SUPPLIED RECORDS ::
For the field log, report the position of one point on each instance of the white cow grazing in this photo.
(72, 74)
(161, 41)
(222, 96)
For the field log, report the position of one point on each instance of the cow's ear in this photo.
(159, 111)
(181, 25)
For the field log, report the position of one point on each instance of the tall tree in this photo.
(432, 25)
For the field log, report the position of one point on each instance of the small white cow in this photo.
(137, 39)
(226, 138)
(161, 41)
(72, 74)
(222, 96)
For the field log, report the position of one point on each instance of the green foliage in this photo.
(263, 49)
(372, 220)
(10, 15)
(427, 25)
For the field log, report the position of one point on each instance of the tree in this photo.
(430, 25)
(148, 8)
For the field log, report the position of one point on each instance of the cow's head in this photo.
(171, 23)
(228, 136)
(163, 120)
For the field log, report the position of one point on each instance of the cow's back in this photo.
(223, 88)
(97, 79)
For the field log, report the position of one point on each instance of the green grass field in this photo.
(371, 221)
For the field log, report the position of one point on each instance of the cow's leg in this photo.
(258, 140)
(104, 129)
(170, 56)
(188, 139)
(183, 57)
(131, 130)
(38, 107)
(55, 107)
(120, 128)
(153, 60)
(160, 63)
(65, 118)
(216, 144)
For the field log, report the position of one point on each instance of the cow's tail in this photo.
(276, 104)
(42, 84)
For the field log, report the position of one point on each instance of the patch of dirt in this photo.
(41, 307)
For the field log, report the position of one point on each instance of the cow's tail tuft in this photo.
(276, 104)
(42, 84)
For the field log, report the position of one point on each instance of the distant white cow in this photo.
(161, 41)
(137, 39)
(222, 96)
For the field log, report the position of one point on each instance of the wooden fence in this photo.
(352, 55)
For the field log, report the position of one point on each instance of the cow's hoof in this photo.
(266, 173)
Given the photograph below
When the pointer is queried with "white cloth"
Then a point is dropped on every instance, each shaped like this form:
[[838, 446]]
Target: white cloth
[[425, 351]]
...
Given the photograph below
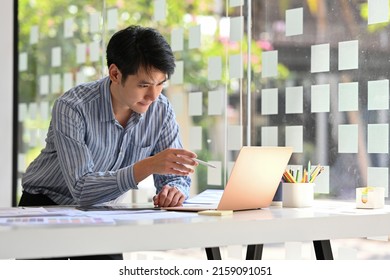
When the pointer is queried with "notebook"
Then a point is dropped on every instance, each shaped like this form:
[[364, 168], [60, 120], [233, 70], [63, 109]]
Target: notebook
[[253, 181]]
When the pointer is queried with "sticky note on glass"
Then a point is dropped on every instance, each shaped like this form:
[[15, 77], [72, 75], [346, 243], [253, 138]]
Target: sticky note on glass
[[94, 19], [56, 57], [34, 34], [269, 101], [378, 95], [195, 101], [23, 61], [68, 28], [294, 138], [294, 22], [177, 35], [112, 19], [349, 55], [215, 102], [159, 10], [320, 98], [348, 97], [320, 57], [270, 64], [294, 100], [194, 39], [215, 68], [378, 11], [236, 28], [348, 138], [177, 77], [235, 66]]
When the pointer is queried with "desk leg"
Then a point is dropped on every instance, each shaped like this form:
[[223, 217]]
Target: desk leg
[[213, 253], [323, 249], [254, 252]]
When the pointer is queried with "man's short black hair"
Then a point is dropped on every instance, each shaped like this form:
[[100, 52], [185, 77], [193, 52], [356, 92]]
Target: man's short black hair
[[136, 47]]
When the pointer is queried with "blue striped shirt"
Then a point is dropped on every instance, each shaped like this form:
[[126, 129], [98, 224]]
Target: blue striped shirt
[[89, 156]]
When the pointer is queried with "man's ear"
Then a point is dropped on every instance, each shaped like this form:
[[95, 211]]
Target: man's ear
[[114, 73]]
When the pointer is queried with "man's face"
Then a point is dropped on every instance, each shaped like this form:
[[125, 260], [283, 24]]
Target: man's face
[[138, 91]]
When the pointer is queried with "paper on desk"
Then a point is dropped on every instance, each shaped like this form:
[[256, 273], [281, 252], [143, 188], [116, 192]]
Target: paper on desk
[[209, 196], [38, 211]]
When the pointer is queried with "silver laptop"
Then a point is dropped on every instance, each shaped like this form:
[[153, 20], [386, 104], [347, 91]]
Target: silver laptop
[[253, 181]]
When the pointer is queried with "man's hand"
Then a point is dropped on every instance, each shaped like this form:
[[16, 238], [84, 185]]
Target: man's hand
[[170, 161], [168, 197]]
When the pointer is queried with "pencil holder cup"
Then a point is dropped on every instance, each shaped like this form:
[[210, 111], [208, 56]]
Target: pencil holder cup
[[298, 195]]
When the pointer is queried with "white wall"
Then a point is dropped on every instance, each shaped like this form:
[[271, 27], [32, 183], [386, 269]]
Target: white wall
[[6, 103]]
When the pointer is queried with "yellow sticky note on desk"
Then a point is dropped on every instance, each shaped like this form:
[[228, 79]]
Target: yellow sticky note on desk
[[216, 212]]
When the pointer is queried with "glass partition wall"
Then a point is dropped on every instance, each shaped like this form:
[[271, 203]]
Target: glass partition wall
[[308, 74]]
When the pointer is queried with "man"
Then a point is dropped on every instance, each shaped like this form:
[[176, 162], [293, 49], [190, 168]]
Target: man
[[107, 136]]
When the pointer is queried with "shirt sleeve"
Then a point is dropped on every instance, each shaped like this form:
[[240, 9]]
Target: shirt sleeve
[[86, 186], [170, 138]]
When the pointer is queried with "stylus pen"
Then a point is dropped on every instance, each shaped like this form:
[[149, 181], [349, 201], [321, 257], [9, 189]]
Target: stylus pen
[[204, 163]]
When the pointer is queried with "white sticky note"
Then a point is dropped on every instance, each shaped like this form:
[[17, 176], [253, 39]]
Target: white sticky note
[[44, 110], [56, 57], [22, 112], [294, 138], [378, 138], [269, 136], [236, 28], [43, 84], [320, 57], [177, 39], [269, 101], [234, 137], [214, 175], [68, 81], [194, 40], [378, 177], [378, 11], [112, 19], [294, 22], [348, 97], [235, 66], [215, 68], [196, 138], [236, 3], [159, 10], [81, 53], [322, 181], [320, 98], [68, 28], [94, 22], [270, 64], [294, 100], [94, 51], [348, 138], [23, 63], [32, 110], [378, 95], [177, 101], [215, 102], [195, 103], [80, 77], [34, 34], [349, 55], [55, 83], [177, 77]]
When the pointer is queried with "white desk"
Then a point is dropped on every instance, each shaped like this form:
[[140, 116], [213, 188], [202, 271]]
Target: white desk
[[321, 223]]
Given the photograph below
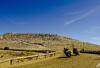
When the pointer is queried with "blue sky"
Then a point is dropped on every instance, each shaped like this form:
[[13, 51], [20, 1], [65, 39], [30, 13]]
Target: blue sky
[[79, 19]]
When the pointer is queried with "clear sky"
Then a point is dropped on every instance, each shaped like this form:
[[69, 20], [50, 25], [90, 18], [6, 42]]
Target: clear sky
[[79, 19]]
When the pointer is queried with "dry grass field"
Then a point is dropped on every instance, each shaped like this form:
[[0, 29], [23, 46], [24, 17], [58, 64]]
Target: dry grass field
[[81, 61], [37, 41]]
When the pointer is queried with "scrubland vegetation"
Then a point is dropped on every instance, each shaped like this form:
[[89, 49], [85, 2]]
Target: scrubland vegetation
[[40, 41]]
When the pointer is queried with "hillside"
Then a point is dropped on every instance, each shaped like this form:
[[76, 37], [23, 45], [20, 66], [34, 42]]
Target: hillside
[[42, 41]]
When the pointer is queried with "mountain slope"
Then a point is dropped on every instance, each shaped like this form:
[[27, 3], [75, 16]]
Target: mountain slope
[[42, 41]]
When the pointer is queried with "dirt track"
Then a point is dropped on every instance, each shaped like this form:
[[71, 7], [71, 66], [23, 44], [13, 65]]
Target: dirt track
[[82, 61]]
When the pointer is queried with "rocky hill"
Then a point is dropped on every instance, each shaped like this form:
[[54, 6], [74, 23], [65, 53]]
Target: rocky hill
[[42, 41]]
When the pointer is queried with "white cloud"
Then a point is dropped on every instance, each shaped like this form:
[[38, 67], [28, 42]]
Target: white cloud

WHAT THE TASK REQUIRES ::
Using the listing, filter for "cloud" and return the matching lines.

FINISHED TASK ::
When the pointer is queried with "white cloud"
Target: white cloud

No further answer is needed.